作業指示: 以下のすべての行を、空行を除いて番号付きリストに変換せよ。

物体の出現位置に関するデータセットの行
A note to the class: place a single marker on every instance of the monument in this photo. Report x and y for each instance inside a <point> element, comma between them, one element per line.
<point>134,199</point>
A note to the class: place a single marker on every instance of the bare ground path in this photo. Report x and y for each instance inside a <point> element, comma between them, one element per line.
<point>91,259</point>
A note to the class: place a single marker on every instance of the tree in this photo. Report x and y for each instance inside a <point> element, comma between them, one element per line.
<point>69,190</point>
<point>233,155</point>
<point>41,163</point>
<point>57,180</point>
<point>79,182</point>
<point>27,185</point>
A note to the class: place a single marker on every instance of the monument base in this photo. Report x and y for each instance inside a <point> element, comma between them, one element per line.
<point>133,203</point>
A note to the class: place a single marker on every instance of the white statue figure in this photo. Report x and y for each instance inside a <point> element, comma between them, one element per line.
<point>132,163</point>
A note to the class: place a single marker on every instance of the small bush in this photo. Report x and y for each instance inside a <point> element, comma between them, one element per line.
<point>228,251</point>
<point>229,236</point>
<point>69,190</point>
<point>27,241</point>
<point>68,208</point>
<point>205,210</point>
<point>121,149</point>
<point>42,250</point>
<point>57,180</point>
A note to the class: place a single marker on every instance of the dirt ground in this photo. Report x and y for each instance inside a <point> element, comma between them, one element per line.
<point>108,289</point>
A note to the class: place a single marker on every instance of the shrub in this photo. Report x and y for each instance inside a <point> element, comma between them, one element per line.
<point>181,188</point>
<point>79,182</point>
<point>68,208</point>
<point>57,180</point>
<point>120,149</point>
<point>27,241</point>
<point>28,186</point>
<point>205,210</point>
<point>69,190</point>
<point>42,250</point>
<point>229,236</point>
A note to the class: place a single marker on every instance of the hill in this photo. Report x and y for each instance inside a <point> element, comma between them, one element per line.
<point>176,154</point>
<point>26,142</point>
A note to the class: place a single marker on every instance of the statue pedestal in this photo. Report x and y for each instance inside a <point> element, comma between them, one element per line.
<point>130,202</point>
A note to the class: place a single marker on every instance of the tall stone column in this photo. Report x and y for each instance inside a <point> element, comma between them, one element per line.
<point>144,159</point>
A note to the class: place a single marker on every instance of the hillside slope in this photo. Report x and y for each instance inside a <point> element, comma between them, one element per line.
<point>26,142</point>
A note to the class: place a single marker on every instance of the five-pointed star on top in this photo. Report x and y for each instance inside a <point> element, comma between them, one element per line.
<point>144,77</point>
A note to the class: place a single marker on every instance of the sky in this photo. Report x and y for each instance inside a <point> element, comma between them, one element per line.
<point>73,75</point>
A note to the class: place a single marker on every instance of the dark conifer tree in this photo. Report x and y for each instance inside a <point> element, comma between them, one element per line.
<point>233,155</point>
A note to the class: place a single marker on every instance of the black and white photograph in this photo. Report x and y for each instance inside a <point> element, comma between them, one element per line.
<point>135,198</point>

期待される出力:
1. A note to the class: place a single marker on every instance of the monument in this photo. Report x and y for each instance inside a <point> element, comma between them, one element per line.
2. <point>134,199</point>
3. A note to the class: place a single marker on every instance of the bare ground path in this photo. Report x and y for each instance inside a <point> element, comma between them, one element per line.
4. <point>91,259</point>
5. A note to the class: place a single marker on every instance of the tree in this photo. Report x and y for each instance inside a <point> element, comma between them, one element per line.
6. <point>69,190</point>
7. <point>233,155</point>
8. <point>41,163</point>
9. <point>57,180</point>
10. <point>79,182</point>
11. <point>27,185</point>
12. A note to the class: place a single marker on every instance of the monument base in this photo. Report x and y for each instance inside a <point> element, comma between them, one element per line.
13. <point>133,203</point>
14. A note to the class: place a single marker on every instance of the white statue figure in this photo. Report x and y for each instance inside a <point> element, comma between them, one element per line.
15. <point>132,163</point>
16. A note to the class: place a single marker on every instance of the small bush in this photo. Report x and y for each instance inside a <point> element, comma between them, one element per line.
17. <point>228,251</point>
18. <point>229,236</point>
19. <point>69,190</point>
20. <point>27,241</point>
21. <point>68,208</point>
22. <point>205,210</point>
23. <point>121,149</point>
24. <point>42,250</point>
25. <point>57,180</point>
26. A note to the class: place a single marker on every instance of the dirt ground in this photo. Report x and y for each instance inside a <point> element, comma between them, one element per line.
27. <point>108,289</point>
28. A note to the class: place a single marker on every instance of the shrub in this photo. Report x and y for each instance inside a <point> element, comma between them, one element per line.
29. <point>181,188</point>
30. <point>79,182</point>
31. <point>68,208</point>
32. <point>57,180</point>
33. <point>120,149</point>
34. <point>27,241</point>
35. <point>28,186</point>
36. <point>205,210</point>
37. <point>69,190</point>
38. <point>42,250</point>
39. <point>229,236</point>
40. A note to the class: place a single marker on every instance of the hill in this photo. Report x and y for each instance inside a <point> element, comma between them, one element per line.
41. <point>176,154</point>
42. <point>26,142</point>
43. A note to the class: place a single marker on every instance of the statue pedestal in this photo. Report x and y for each instance inside a <point> element, comma between them, one element per line.
44. <point>130,202</point>
45. A note to the class: place a single marker on every instance of the tall stone column in this photo. Report x and y for each instance inside a <point> element, comma between them, one element per line.
46. <point>144,159</point>
47. A note to the class: place a single marker on every instance of the hillside slope in this photo. Report x and y for each instance inside a <point> element, comma between them, one element per line.
48. <point>26,142</point>
49. A note to the class: place a single marker on every instance of the five-pointed star on top in this photo. Report x and y for each instance inside a <point> element, comma between them, one element per line.
50. <point>144,77</point>
51. A note to the class: place a single marker on every instance of the sky in this photo. Report x and y for each instance inside a <point> element, comma between them, one element per line.
52. <point>73,75</point>
53. A note to the class: place a single marker on every instance of the dark conifer tree in this photo. Report x and y for each instance inside a <point> element, comma between them, one element per line.
54. <point>233,155</point>
55. A note to the class: place a single marker on every instance of the black and white photograph in this photo. Report x and y for each instance inside a <point> element, comma between them, one element per line.
56. <point>135,198</point>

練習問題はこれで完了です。